Perhaps the problem is with my use of the terms “genre” and “contemporary.” As Byrne-Smith says in his introduction, “science fiction” can be conceived as much more than an aesthetic genre. Rather, the term can refer, variously, to “forms of practice, complex networks, or a set of sensibilities”; to a certain “field, a space of metaphor, or a methodology”; or to the dominance of specific ideas, such as technological and social change (12). The reader gets the sense that the volume purports to cover all this ground in differing measure, though Byrne-Smith never says this precisely. What is clear is that he wants to abandon the limitations of a genre conspectus, especially the knotty issues of definition such overviews entail.

Though he inevitably includes a brief excerpt from Darko Suvin’s Metamorphoses of Science Fiction (1979) postulating the genre as a mode of cognitive estrangement, he ultimately plumps for Sherryl Vint’s later (2014) revisionist view that SF refers not to “an inherent or fixed set of properties” but rather a “network of linked elements” (14). Such an anti-essentialist “definition” potentially frees the editor up from the constraints of a standard overview since what “science fiction” means shifts depending on its use within specific historical, social, and institutional contexts. A focus on the broader artistic influences exerted by the SF genre is, then, only one of many possible configurations, and there is certainly some, but not much, of that sort of coverage here: e.g., a Ted Chiang story that was produced as the textual accompaniment to a 2014 video installation; a text written for a 2018 London exhibition that riffed on the dystopian future E.M. Forster envisioned in his 1909 story “The Machine Stops.”

The term “contemporary” may also be up for grabs, given the volume’s chronological bias towards work produced since the turn of the millennium. The editor himself says as much: “This volume responds to intensifications in engagement between art and science fiction in the early decades of the twenty-first century,” as SF has emerged as a global form capable of confronting pressing issues (12). From such a viewpoint, previous engagements, such as the New Wave’s with Pop Art and Surrealism, count as “historical precedents” (12) rather than currently vital debates. This is fair enough, I suppose; certainly, the issues the volume canvasses have emerged, over the past two decades, as compelling multidisciplinary points of focus for writers and artists. While the third and fourth sections, on “Posthumanism” and “Ecologies,” begin with brief excerpts from important “precursors” (e.g., Donna Haraway, Rachel Carson), they are dominated by more recent voices (addressing, e.g., body modification, climate change). Even the earlier, seemingly more traditional sections, on “Cognitive Estrangement” and “Futures,” are driven by postmillennial interests and concerns, especially the supercession of white Western models of futurity by “a broader range of perspectives, struggles and traditions,” such as Afrofuturism (15-16).

◆ **Dataset extract**:
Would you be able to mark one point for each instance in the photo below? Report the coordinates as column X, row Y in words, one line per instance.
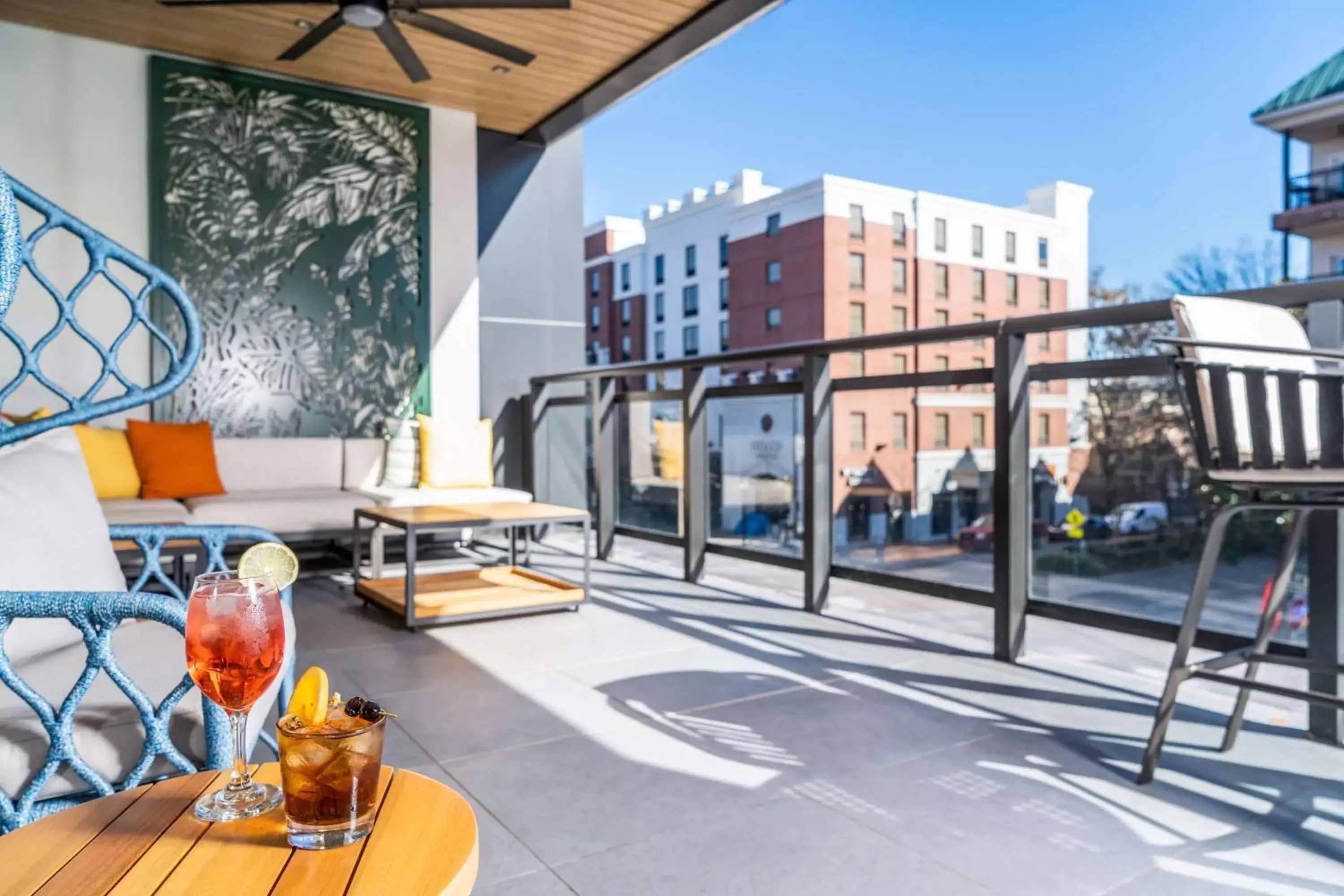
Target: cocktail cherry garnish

◆ **Task instructions**:
(a) In the review, which two sections open with brief excerpts from precursors such as Donna Haraway and Rachel Carson?
(b) Condense the review's paragraph beginning "The term “contemporary” may also be up for grabs" into a short bulleted list that keeps its main facts.
Answer from the review alone and ignore the data.

◆ **Task-by-task outputs**:
(a) The third and fourth sections, "Posthumanism" and "Ecologies."

(b)
- The volume leans toward work produced since the turn of the millennium, which makes the term "contemporary" debatable.
- The editor says the volume responds to intensified engagement between art and science fiction in the early twenty-first century, as SF has become a global form able to confront pressing issues.
- Earlier engagements, such as the New Wave's with Pop Art and Surrealism, are treated as "historical precedents" rather than currently vital debates.
- The reviewer accepts this, since the volume's issues have become compelling multidisciplinary concerns for writers and artists over the past two decades.
- The "Posthumanism" and "Ecologies" sections open with precursors like Donna Haraway and Rachel Carson but are dominated by recent voices on topics such as body modification and climate change.
- Even the "Cognitive Estrangement" and "Futures" sections are driven by postmillennial concerns, especially replacing white Western models of futurity with broader perspectives such as Afrofuturism.